**Work to complete:**
Would you return every line of the listing below that has "positive" in it?

**Source material:**

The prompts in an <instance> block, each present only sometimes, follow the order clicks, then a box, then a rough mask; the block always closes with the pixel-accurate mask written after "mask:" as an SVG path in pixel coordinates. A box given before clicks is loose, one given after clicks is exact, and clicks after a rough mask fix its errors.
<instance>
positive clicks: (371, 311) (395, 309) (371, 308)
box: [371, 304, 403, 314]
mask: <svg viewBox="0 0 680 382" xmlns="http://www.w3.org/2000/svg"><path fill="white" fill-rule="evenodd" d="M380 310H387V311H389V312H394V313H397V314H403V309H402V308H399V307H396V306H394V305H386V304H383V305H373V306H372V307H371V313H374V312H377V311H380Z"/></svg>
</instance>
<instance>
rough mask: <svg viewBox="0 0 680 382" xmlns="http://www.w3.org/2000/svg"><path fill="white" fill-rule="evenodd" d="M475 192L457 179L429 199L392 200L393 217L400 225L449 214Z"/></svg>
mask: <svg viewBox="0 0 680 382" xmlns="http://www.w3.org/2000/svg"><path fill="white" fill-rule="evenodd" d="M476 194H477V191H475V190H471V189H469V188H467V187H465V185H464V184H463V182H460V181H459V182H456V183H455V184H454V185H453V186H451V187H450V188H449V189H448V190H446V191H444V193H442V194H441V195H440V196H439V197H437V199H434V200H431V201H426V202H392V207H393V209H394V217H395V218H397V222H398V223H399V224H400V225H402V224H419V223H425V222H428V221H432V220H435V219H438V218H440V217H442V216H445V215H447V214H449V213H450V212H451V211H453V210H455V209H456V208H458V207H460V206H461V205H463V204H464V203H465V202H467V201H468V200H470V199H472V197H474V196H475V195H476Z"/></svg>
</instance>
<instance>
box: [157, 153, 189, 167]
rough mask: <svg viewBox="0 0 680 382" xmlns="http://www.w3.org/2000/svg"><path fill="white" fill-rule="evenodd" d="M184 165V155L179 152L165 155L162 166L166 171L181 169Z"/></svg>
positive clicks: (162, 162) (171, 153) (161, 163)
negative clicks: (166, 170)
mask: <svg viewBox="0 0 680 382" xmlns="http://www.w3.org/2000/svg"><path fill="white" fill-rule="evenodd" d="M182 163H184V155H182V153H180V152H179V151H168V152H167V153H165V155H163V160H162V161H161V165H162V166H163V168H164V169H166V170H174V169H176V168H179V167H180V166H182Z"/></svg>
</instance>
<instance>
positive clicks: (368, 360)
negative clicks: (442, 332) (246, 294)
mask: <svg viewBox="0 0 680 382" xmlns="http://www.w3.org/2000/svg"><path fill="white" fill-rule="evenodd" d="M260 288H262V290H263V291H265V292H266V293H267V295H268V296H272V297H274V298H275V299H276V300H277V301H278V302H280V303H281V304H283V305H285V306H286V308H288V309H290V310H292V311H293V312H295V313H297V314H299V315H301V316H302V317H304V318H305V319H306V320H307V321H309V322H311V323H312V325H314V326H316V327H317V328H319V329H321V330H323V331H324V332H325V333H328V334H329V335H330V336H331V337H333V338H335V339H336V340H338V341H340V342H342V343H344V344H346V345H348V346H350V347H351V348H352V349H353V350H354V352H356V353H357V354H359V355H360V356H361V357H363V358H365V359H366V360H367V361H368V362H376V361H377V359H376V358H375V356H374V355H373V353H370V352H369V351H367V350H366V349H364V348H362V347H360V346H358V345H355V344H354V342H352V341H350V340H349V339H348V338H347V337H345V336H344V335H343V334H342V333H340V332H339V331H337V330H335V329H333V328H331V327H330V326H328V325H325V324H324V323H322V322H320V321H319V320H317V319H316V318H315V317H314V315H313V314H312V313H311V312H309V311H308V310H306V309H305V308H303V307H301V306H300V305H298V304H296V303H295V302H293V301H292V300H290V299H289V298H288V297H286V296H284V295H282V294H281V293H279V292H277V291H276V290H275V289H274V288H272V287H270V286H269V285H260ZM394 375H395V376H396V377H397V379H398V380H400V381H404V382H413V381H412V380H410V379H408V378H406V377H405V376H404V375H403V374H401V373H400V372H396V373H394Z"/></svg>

**Solution for this problem:**
positive clicks: (371, 311) (395, 309) (371, 308)
positive clicks: (162, 162) (171, 153) (161, 163)
positive clicks: (368, 360)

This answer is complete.